_RECORDED DATA_

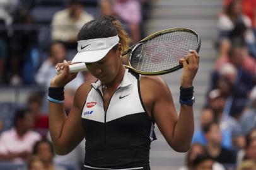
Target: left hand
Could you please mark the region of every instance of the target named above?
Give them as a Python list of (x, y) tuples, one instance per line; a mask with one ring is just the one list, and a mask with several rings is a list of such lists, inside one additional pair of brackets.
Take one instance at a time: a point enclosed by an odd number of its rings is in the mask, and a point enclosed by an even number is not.
[(195, 50), (191, 50), (190, 54), (179, 60), (183, 64), (183, 69), (181, 77), (181, 86), (190, 88), (197, 74), (199, 65), (199, 55)]

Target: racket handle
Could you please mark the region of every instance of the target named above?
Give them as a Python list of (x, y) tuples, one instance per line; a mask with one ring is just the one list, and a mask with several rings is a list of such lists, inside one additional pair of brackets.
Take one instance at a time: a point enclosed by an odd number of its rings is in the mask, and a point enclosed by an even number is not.
[(86, 65), (85, 65), (84, 62), (80, 62), (69, 65), (69, 73), (84, 71), (87, 71)]
[[(87, 71), (86, 66), (84, 62), (80, 62), (77, 64), (74, 64), (72, 65), (69, 65), (69, 73), (77, 72), (79, 71)], [(56, 71), (57, 74), (59, 74), (62, 72), (62, 71)]]

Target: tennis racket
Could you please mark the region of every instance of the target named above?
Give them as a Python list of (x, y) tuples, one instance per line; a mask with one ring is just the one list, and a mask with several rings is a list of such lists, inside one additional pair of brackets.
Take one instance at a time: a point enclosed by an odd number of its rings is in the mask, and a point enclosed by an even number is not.
[(128, 65), (134, 72), (144, 75), (160, 75), (183, 67), (179, 60), (189, 50), (199, 52), (201, 39), (188, 28), (171, 28), (154, 33), (124, 52), (130, 53)]
[[(179, 60), (189, 50), (199, 52), (201, 39), (189, 28), (170, 28), (162, 30), (141, 40), (125, 51), (129, 54), (129, 68), (141, 74), (160, 75), (174, 72), (183, 67)], [(85, 63), (69, 65), (69, 72), (86, 70)]]

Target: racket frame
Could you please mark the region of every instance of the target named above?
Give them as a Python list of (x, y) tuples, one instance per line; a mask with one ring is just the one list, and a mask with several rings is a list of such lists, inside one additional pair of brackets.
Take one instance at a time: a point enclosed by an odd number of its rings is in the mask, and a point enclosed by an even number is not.
[[(163, 75), (163, 74), (165, 74), (167, 73), (170, 73), (170, 72), (172, 72), (174, 71), (176, 71), (177, 70), (179, 70), (180, 69), (182, 69), (183, 67), (183, 65), (182, 64), (179, 64), (175, 67), (173, 67), (171, 69), (166, 69), (166, 70), (163, 70), (163, 71), (155, 71), (155, 72), (144, 72), (144, 71), (138, 71), (136, 70), (136, 69), (133, 68), (132, 67), (132, 65), (131, 65), (131, 58), (132, 57), (132, 52), (133, 51), (134, 51), (137, 47), (141, 45), (142, 43), (144, 43), (144, 42), (146, 42), (150, 39), (152, 39), (154, 37), (156, 37), (157, 36), (160, 36), (162, 34), (165, 34), (166, 33), (170, 33), (170, 32), (175, 32), (175, 31), (184, 31), (184, 32), (189, 32), (189, 33), (191, 33), (197, 36), (197, 42), (198, 42), (198, 44), (197, 44), (197, 47), (195, 49), (195, 50), (197, 51), (197, 52), (199, 52), (200, 50), (200, 47), (201, 47), (201, 38), (200, 37), (198, 36), (198, 34), (195, 32), (194, 31), (193, 31), (191, 29), (189, 28), (170, 28), (170, 29), (166, 29), (166, 30), (161, 30), (156, 33), (154, 33), (148, 37), (146, 37), (146, 38), (143, 38), (143, 40), (141, 40), (140, 42), (139, 42), (137, 43), (134, 45), (133, 46), (131, 47), (130, 48), (129, 48), (127, 50), (125, 50), (125, 52), (124, 52), (124, 53), (122, 54), (122, 56), (127, 55), (127, 54), (131, 52), (130, 54), (130, 57), (129, 57), (129, 60), (128, 60), (128, 65), (124, 65), (126, 68), (131, 69), (132, 71), (137, 72), (140, 74), (143, 74), (143, 75)], [(185, 56), (184, 56), (185, 57)]]

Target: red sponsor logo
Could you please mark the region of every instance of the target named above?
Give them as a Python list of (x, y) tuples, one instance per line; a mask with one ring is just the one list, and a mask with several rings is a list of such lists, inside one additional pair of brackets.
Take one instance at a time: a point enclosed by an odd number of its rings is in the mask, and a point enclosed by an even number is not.
[(88, 108), (92, 108), (95, 106), (96, 103), (96, 102), (88, 102), (86, 103), (86, 107)]

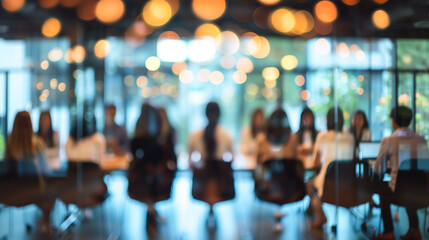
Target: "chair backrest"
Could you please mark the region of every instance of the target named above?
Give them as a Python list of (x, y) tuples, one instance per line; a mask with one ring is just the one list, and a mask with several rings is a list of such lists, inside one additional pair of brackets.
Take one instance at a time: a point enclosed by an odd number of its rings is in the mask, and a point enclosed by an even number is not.
[(192, 196), (200, 201), (206, 201), (204, 190), (206, 183), (215, 180), (218, 184), (222, 201), (235, 198), (234, 175), (231, 162), (223, 160), (205, 161), (200, 169), (193, 170)]
[(429, 206), (429, 159), (401, 162), (394, 203), (400, 206)]
[(304, 198), (304, 166), (297, 159), (270, 159), (262, 165), (263, 178), (255, 179), (256, 196), (284, 205)]
[(371, 190), (367, 173), (367, 162), (331, 162), (325, 175), (322, 201), (345, 208), (368, 202)]

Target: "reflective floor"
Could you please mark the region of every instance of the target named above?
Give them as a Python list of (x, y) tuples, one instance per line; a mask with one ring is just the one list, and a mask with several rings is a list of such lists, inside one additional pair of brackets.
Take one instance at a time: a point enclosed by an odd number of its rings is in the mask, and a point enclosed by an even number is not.
[[(338, 220), (335, 207), (325, 204), (328, 223), (323, 229), (311, 229), (311, 218), (305, 215), (309, 199), (279, 208), (276, 205), (259, 201), (253, 194), (253, 181), (249, 172), (236, 172), (236, 199), (215, 206), (217, 227), (208, 230), (206, 219), (209, 212), (207, 204), (192, 199), (191, 174), (180, 172), (174, 183), (172, 198), (160, 202), (156, 208), (164, 218), (159, 225), (158, 234), (146, 233), (145, 204), (130, 199), (126, 194), (127, 179), (124, 172), (114, 172), (106, 177), (110, 197), (103, 205), (84, 211), (80, 219), (65, 234), (54, 239), (365, 239), (361, 232), (361, 221), (349, 211), (340, 208)], [(281, 210), (286, 216), (282, 219), (283, 231), (274, 230), (273, 214)], [(363, 214), (367, 206), (356, 208)], [(74, 209), (71, 207), (70, 211)], [(396, 206), (392, 207), (395, 213)], [(379, 210), (373, 209), (369, 218), (368, 235), (374, 227), (378, 232)], [(58, 226), (66, 217), (64, 204), (57, 202), (52, 221)], [(7, 239), (48, 239), (38, 229), (37, 219), (41, 213), (35, 206), (25, 208), (2, 207), (0, 212), (0, 237)], [(423, 229), (424, 210), (419, 211), (420, 229)], [(331, 226), (338, 222), (337, 234)], [(12, 224), (10, 224), (12, 223)], [(26, 227), (26, 225), (28, 227)], [(408, 228), (405, 210), (399, 208), (399, 221), (395, 222), (395, 233), (404, 234)], [(426, 233), (426, 238), (428, 239)]]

_WHAT YOU ARE ASKED TO DO_
Rescale the records starting at the line containing "Target: tennis racket" and ending at the line containing "72), (86, 70)]]". Write out only the lines in that span, requests included, with every point coordinate in the answers multiplied by 1.55 and rounded to a whole number, halves rounding up.

_FINAL RESULT_
Target: tennis racket
Could you please mark the region of every instance of the target named above?
Give them as a Python list of (x, y) tuples, one instance per line; a mask with one ring is just the one list, and a mask with several rings is a list of such lists, inside one additional pair of brackets.
Take one instance at a time: a point enclosed by an odd number of its rings is in the mask, and a point enclosed by an even number is not.
[(198, 101), (208, 112), (223, 116), (248, 116), (284, 104), (277, 93), (293, 78), (308, 81), (312, 60), (291, 43), (265, 43), (239, 51), (192, 81), (202, 82)]
[[(277, 93), (293, 78), (308, 81), (312, 60), (293, 43), (264, 43), (251, 47), (219, 62), (194, 79), (200, 84), (200, 105), (219, 115), (248, 116), (270, 112), (284, 104)], [(132, 98), (107, 101), (107, 112), (133, 109)]]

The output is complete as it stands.